▸ WHAT TO PRODUCE:
The full listing should be reproduced exactly as it appears.

○ ○ ○ ○

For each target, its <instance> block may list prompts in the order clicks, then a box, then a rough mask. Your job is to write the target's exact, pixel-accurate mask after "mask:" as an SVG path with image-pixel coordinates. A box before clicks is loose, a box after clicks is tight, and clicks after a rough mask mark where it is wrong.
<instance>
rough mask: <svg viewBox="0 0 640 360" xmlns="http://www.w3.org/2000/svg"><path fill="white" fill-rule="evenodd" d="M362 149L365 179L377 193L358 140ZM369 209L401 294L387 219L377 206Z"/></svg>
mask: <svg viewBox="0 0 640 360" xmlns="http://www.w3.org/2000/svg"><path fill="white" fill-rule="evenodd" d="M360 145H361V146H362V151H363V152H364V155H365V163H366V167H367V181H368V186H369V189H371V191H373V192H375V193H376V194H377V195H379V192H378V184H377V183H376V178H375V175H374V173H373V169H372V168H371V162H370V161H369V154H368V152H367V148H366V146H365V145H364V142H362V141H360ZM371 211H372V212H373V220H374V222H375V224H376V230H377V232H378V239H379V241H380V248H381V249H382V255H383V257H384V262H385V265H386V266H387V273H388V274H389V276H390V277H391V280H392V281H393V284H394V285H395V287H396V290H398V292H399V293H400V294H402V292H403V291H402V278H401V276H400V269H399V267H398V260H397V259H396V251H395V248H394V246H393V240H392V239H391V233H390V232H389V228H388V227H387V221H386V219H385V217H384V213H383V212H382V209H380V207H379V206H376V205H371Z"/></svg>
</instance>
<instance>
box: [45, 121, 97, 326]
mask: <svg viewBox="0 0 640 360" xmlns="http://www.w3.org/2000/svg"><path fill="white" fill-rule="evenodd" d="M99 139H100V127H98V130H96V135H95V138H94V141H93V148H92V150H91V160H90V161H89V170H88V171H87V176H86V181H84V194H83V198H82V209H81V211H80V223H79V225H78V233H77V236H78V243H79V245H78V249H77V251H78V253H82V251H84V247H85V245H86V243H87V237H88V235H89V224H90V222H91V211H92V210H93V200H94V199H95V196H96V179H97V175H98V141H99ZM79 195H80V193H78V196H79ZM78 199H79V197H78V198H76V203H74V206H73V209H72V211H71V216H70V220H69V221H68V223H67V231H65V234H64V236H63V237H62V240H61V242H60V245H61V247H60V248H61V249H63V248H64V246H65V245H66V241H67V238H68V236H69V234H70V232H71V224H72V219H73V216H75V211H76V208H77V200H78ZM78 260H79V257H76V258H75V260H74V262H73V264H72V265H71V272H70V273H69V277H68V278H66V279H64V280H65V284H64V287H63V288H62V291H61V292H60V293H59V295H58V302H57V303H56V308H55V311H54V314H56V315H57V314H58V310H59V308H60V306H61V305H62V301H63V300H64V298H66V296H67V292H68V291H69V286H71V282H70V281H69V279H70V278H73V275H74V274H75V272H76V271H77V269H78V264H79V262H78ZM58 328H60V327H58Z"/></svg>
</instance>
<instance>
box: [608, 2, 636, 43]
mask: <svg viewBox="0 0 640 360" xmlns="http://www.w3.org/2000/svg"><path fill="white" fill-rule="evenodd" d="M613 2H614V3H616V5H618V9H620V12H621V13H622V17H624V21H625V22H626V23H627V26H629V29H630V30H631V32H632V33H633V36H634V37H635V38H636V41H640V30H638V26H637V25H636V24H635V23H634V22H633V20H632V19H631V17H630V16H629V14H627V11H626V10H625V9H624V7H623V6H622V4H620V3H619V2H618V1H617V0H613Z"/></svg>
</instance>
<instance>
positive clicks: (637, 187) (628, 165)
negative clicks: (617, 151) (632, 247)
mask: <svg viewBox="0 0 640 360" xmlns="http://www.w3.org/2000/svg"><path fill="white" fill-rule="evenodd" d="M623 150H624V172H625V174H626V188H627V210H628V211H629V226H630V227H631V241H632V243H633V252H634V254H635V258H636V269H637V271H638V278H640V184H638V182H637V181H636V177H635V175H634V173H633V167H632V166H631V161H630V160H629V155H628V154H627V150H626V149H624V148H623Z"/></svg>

○ ○ ○ ○

▸ SOLUTION:
For each target, its <instance> block may list prompts in the order clicks, then a box, then a rough mask. Your job is to write the target's exact, pixel-accurate mask after "mask:" as an SVG path with image-pixel coordinates. A box before clicks is loose, a box after clicks is tight, and clicks after a rough mask mark where it is wrong.
<instance>
rough mask: <svg viewBox="0 0 640 360" xmlns="http://www.w3.org/2000/svg"><path fill="white" fill-rule="evenodd" d="M362 149L365 179L377 193L358 140ZM369 209L401 294L387 219L377 206Z"/></svg>
mask: <svg viewBox="0 0 640 360" xmlns="http://www.w3.org/2000/svg"><path fill="white" fill-rule="evenodd" d="M360 145H361V146H362V151H363V152H364V155H365V163H366V167H367V181H368V186H369V189H371V191H373V192H375V193H376V194H377V195H379V192H378V184H377V183H376V178H375V175H374V173H373V169H372V168H371V162H370V161H369V154H368V152H367V148H366V146H365V145H364V142H362V141H360ZM371 211H372V212H373V220H374V222H375V224H376V230H377V232H378V239H379V241H380V248H381V249H382V255H383V257H384V262H385V265H386V266H387V273H388V274H389V276H390V277H391V280H392V281H393V284H394V285H395V287H396V290H398V292H399V293H400V294H402V292H403V291H402V278H401V276H400V269H399V267H398V260H397V259H396V251H395V248H394V246H393V240H392V239H391V233H390V232H389V228H388V227H387V221H386V219H385V217H384V213H383V212H382V209H380V207H379V206H376V205H371Z"/></svg>
</instance>
<instance>
box: [45, 121, 97, 326]
mask: <svg viewBox="0 0 640 360" xmlns="http://www.w3.org/2000/svg"><path fill="white" fill-rule="evenodd" d="M99 139H100V127H98V130H96V135H95V138H94V141H93V148H92V150H91V160H90V161H89V170H88V171H87V176H86V181H84V194H83V198H82V209H81V211H80V223H79V225H78V233H77V236H78V243H79V245H78V249H77V251H78V253H82V251H84V247H85V245H86V243H87V237H88V235H89V224H90V222H91V211H92V210H93V200H94V199H95V196H96V179H97V175H98V141H99ZM79 195H80V193H78V196H79ZM78 199H79V197H78V198H76V203H74V206H73V209H72V211H71V216H70V220H69V221H68V223H67V231H65V234H64V236H63V237H62V240H61V242H60V245H61V247H60V248H61V249H63V248H64V246H65V245H66V241H67V238H68V236H69V234H70V232H71V224H72V219H73V216H75V211H76V208H77V200H78ZM78 260H79V257H76V258H75V260H74V262H73V264H72V265H71V272H70V273H69V277H68V278H66V279H64V280H65V284H64V287H63V288H62V291H61V292H60V293H59V295H58V302H57V303H56V308H55V311H54V314H56V315H57V314H58V310H59V308H60V306H61V305H62V301H63V300H64V298H66V296H67V292H68V291H69V286H71V282H70V281H69V279H70V278H73V275H74V274H75V272H76V271H77V269H78V264H79V262H78ZM58 328H60V327H58Z"/></svg>
</instance>
<instance>
box: [608, 2, 636, 43]
mask: <svg viewBox="0 0 640 360" xmlns="http://www.w3.org/2000/svg"><path fill="white" fill-rule="evenodd" d="M613 2H614V3H616V5H618V9H620V12H621V13H622V17H624V21H625V22H626V23H627V26H629V29H630V30H631V32H632V33H633V36H634V37H635V38H636V41H640V30H638V26H637V25H636V24H635V23H634V22H633V20H632V19H631V17H630V16H629V14H627V11H626V10H625V9H624V7H623V6H622V4H620V3H619V2H618V1H617V0H613Z"/></svg>
</instance>
<instance>
positive clicks: (637, 187) (628, 165)
negative clicks: (617, 151) (632, 247)
mask: <svg viewBox="0 0 640 360" xmlns="http://www.w3.org/2000/svg"><path fill="white" fill-rule="evenodd" d="M623 150H624V172H625V174H626V188H627V210H628V211H629V226H630V227H631V241H632V243H633V252H634V254H635V258H636V269H637V271H638V278H640V184H638V182H637V181H636V177H635V175H634V173H633V167H632V166H631V161H630V160H629V155H628V154H627V150H626V149H624V148H623Z"/></svg>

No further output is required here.